I can't stop listening to music I enjoy or stop wearing my favorite color nail polish because they trigger memories of a person or a moment or a place where and when the love I no longer have was full. I can't stop ordering a certain kind of pizza or sitting in one of my chairs or doing a thousand other mundane things because they evoke visions of a special version of happiness, visions of a life past or a life that could have been. If I did that, I'd have to move and replace just about everything I own, give up hobbies, scrub my vocabulary, abandon mutual friends, get off all social media. These aren't realistic options.
During The Red Years, I altered what I could. I replaced pictures in frames. I boxed up items I wasn't ready to part with yet and hid them in the back of my closet. I created new Spotify playlists. I threw out my favorite red nail polish and bought a new bottle in a different shade. And I let time work its healing magic.

*What is being asked*.
Return the passage about reminders of a lost love word for word, starting with "During The Red" and going on through "its healing magic.". The listing that follows has no connection to the passage.

*Excerpted records*.
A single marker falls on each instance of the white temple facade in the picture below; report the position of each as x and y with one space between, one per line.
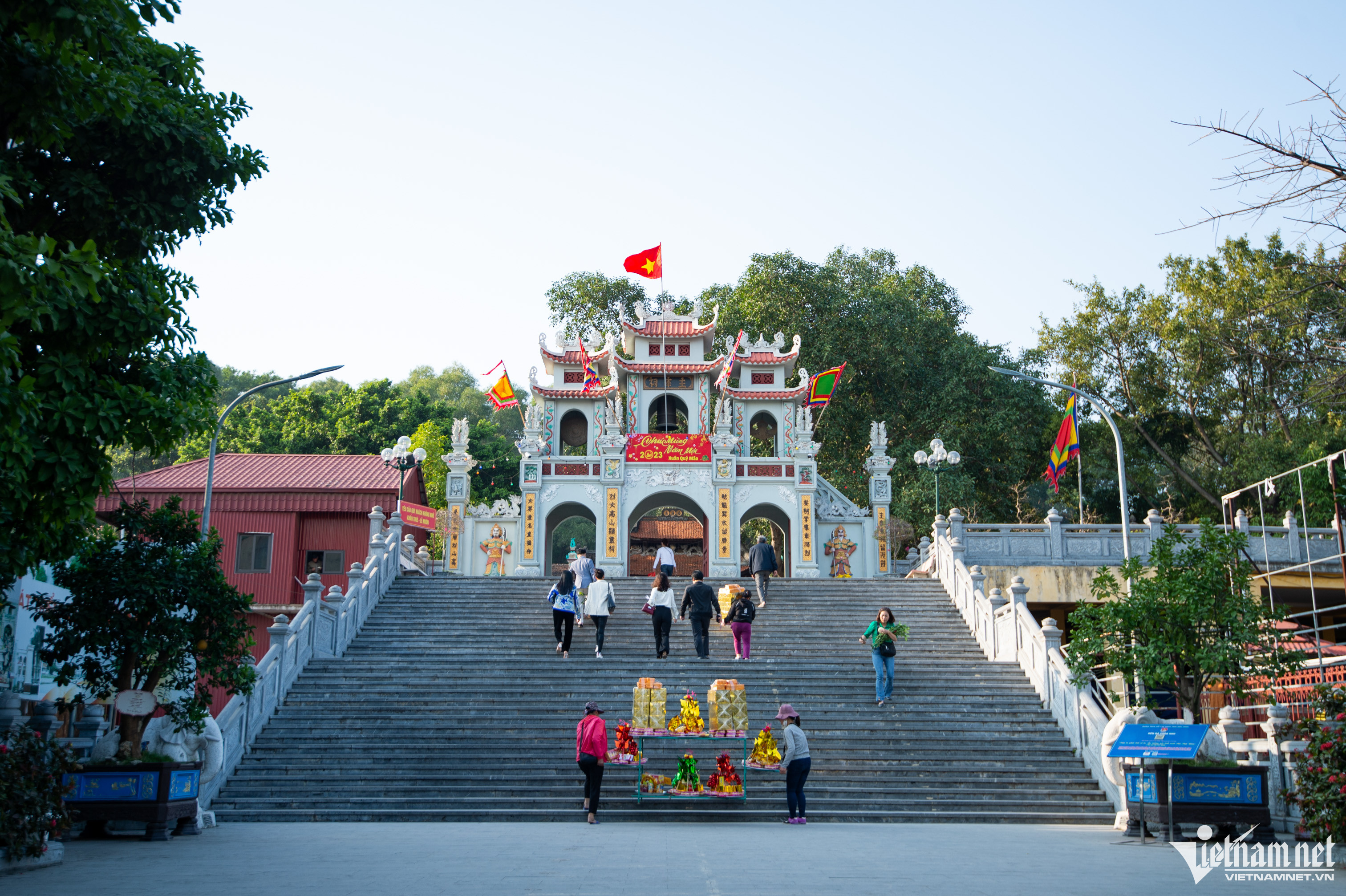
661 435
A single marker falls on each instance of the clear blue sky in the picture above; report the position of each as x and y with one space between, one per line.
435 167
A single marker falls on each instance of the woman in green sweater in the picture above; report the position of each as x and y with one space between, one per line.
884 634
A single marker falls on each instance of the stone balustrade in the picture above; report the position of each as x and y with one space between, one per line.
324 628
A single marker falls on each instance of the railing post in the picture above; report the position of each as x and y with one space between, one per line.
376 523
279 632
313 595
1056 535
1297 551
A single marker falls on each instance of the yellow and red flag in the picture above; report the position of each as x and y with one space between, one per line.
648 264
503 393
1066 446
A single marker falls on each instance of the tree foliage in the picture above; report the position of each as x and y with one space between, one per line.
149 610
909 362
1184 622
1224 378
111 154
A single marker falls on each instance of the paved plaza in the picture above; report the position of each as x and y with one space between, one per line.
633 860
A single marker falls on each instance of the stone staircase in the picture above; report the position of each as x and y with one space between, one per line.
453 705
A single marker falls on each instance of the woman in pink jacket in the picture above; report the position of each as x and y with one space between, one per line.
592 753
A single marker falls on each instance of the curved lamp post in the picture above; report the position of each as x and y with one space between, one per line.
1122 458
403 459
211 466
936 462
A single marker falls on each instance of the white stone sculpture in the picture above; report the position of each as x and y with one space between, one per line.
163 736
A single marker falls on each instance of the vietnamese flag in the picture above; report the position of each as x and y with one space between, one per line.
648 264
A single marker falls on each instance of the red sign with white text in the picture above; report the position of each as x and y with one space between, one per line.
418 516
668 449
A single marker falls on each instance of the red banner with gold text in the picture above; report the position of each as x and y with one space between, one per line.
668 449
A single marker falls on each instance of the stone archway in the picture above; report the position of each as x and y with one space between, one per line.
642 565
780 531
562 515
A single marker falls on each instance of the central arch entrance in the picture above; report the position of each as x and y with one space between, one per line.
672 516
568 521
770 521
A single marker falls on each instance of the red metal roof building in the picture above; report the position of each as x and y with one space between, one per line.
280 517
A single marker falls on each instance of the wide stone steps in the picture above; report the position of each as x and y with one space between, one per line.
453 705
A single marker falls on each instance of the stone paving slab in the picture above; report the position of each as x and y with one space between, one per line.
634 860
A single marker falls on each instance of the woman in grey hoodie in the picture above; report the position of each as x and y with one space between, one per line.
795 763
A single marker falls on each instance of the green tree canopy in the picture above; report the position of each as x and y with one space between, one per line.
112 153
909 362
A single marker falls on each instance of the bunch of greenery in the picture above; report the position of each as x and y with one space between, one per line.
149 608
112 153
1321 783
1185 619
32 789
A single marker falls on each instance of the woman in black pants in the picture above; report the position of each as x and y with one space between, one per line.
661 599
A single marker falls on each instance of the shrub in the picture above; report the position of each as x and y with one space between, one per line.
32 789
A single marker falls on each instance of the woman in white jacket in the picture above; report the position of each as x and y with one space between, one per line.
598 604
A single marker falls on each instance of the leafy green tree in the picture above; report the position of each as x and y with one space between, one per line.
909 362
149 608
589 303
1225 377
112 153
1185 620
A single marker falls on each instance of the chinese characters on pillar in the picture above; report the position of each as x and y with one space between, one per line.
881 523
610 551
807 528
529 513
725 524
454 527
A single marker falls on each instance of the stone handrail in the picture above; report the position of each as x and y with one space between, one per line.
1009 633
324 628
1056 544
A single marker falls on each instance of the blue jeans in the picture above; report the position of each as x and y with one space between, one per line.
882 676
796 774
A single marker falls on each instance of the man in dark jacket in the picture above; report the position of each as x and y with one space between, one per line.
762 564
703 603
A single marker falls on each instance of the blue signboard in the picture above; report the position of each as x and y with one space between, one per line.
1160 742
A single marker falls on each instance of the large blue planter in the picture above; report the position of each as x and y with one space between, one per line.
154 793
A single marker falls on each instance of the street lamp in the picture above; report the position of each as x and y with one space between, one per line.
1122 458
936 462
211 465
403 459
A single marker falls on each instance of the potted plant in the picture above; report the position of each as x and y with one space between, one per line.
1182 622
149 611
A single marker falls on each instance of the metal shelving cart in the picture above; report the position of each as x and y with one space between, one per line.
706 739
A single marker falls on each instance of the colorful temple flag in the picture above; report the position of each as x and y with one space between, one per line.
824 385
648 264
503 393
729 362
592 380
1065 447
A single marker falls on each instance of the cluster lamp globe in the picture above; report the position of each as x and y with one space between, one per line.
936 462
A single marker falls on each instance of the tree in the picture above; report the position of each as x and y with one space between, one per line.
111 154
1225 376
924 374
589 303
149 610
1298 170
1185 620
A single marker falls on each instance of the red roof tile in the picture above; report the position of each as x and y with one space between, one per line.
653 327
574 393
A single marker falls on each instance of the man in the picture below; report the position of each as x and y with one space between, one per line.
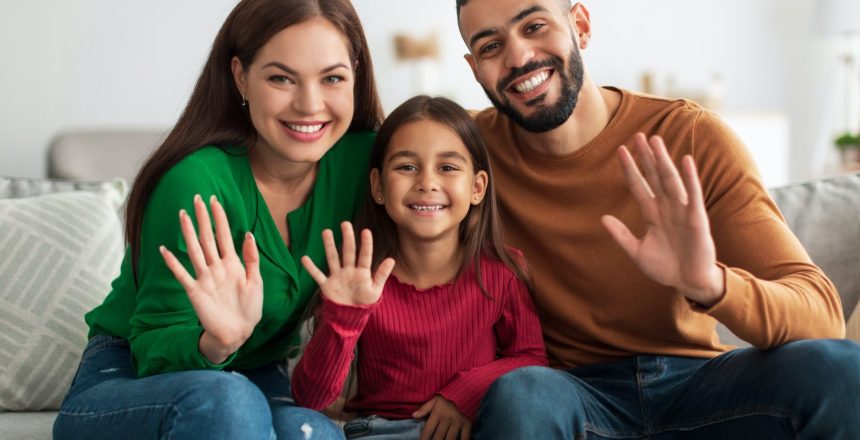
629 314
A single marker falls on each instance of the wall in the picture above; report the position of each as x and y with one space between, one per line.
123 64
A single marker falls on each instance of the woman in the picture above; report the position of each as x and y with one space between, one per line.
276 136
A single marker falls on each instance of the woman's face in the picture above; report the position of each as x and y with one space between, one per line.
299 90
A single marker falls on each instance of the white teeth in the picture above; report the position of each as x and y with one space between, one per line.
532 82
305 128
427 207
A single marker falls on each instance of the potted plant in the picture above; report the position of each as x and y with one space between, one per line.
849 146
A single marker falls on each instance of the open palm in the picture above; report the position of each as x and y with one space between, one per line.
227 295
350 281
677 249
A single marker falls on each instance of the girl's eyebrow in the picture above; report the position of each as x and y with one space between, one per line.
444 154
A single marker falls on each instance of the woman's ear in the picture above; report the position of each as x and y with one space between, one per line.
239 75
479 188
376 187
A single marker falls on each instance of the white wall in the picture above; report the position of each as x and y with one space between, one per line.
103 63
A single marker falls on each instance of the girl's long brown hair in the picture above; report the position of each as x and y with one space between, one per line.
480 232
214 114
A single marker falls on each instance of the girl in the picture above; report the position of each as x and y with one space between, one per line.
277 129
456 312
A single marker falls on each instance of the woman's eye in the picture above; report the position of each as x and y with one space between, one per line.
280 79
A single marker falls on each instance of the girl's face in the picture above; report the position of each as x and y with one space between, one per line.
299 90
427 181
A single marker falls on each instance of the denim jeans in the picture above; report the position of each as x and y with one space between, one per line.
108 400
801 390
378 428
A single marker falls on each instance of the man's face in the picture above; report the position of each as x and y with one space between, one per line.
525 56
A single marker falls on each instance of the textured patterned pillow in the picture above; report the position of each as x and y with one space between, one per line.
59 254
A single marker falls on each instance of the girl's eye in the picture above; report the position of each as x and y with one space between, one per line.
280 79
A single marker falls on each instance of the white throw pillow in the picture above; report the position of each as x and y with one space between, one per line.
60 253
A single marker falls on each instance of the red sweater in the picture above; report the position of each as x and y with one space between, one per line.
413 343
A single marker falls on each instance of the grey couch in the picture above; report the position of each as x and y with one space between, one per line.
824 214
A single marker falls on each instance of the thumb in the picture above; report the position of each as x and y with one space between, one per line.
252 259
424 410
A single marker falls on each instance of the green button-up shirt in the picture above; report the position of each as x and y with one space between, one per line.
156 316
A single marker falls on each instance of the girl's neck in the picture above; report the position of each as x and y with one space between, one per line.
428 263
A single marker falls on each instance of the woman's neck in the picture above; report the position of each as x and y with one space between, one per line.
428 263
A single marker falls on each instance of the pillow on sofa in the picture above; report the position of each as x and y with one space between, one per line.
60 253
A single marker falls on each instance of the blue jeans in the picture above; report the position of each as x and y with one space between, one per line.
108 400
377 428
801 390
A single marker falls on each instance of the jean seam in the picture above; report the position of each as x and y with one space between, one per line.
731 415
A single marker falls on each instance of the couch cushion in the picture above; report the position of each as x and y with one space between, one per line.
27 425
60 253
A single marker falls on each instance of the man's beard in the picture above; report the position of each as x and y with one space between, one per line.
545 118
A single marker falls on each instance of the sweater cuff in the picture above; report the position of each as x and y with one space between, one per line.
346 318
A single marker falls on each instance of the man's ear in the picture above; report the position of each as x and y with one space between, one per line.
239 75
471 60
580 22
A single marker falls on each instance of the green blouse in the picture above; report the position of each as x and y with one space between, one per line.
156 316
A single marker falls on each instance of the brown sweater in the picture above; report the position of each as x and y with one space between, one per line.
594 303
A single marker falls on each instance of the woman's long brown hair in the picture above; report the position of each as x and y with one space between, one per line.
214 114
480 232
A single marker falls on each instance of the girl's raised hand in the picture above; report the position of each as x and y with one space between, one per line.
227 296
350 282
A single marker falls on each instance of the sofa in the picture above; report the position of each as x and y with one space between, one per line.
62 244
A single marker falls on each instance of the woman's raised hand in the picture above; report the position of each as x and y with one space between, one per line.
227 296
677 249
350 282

*Output for this exercise*.
During The Red Years, I altered what I could. I replaced pictures in frames. I boxed up items I wasn't ready to part with yet and hid them in the back of my closet. I created new Spotify playlists. I threw out my favorite red nail polish and bought a new bottle in a different shade. And I let time work its healing magic.